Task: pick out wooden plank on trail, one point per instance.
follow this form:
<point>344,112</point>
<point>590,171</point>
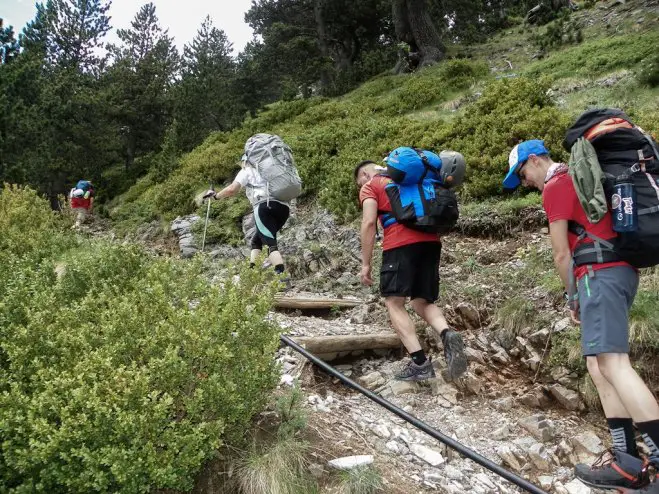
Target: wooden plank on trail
<point>311,303</point>
<point>347,343</point>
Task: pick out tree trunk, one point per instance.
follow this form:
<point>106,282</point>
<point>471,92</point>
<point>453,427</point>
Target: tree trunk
<point>347,343</point>
<point>322,44</point>
<point>425,33</point>
<point>315,303</point>
<point>414,26</point>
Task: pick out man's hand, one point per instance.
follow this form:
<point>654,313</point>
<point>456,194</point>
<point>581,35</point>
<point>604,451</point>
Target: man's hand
<point>574,314</point>
<point>366,275</point>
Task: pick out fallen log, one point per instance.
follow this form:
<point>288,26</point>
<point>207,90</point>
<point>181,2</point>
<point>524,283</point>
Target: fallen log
<point>348,343</point>
<point>315,303</point>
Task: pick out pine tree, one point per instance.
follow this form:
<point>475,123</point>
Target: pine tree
<point>142,76</point>
<point>206,99</point>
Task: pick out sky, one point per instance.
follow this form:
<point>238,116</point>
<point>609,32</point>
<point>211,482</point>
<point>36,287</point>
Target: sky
<point>182,18</point>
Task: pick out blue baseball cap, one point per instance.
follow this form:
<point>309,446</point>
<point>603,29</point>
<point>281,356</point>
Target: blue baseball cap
<point>518,157</point>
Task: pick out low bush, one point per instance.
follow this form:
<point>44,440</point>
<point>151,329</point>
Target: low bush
<point>120,372</point>
<point>648,72</point>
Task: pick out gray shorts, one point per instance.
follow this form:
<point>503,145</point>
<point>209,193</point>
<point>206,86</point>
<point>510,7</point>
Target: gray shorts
<point>604,301</point>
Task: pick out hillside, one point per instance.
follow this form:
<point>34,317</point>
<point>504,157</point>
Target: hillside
<point>480,102</point>
<point>133,363</point>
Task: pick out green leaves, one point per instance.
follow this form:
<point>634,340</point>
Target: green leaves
<point>121,372</point>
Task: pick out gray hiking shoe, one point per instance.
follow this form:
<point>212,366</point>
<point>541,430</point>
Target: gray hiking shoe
<point>651,488</point>
<point>454,353</point>
<point>413,372</point>
<point>615,470</point>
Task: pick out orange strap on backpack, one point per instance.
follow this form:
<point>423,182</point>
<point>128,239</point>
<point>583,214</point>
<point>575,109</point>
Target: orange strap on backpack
<point>607,126</point>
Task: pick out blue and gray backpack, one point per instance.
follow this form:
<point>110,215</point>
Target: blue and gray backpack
<point>420,194</point>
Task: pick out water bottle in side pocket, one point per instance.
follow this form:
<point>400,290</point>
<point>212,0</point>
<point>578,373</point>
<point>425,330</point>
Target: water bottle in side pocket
<point>623,206</point>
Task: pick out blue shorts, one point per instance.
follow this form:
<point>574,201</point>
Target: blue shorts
<point>605,297</point>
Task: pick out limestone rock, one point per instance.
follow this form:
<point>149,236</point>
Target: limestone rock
<point>587,443</point>
<point>539,457</point>
<point>372,380</point>
<point>474,355</point>
<point>501,433</point>
<point>403,387</point>
<point>576,487</point>
<point>539,427</point>
<point>430,456</point>
<point>535,398</point>
<point>507,453</point>
<point>469,314</point>
<point>546,481</point>
<point>566,397</point>
<point>350,462</point>
<point>504,404</point>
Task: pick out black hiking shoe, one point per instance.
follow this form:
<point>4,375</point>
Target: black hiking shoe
<point>614,470</point>
<point>413,372</point>
<point>456,360</point>
<point>651,488</point>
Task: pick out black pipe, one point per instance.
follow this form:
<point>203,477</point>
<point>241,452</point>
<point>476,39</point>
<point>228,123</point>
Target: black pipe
<point>463,450</point>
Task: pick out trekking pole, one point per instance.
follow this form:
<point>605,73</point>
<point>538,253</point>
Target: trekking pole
<point>452,443</point>
<point>208,210</point>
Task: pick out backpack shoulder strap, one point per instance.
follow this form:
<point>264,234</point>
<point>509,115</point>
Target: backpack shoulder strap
<point>653,144</point>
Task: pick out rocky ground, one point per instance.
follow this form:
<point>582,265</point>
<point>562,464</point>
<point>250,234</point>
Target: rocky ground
<point>511,407</point>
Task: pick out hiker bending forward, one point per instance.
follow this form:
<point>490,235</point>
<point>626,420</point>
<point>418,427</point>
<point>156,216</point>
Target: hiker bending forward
<point>270,214</point>
<point>410,268</point>
<point>605,294</point>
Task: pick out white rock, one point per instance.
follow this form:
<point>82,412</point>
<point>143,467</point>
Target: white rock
<point>546,482</point>
<point>380,430</point>
<point>576,487</point>
<point>394,447</point>
<point>588,443</point>
<point>539,457</point>
<point>287,379</point>
<point>434,476</point>
<point>350,462</point>
<point>566,397</point>
<point>453,473</point>
<point>427,454</point>
<point>501,433</point>
<point>507,454</point>
<point>485,480</point>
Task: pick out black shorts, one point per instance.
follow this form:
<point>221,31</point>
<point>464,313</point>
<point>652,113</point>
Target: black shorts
<point>269,219</point>
<point>411,271</point>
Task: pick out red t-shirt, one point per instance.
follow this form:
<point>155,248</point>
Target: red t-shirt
<point>396,235</point>
<point>561,202</point>
<point>81,202</point>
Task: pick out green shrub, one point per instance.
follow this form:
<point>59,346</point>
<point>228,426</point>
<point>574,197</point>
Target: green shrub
<point>648,72</point>
<point>508,112</point>
<point>120,372</point>
<point>598,57</point>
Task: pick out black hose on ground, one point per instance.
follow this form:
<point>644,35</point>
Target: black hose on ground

——————————

PROMPT: Write out every line of the data from the line with "Task: pick out red" to the final line, both included, as a numbered list without blank lines.

SOLUTION TO THE PROBLEM:
1. Task: pick out red t-shirt, one point per instance.
2. follow this form:
3. <point>155,248</point>
4. Target: red t-shirt
5. <point>396,235</point>
6. <point>561,202</point>
7. <point>81,202</point>
8. Task: pick out green shrub, one point per instance.
9. follow this form:
10. <point>59,346</point>
11. <point>228,426</point>
12. <point>574,197</point>
13. Target: green shrub
14. <point>648,72</point>
15. <point>508,112</point>
16. <point>120,372</point>
17. <point>598,57</point>
18. Task: pick out black hose on ground, one point per instance.
19. follow this form:
20. <point>644,35</point>
21. Target: black hose on ground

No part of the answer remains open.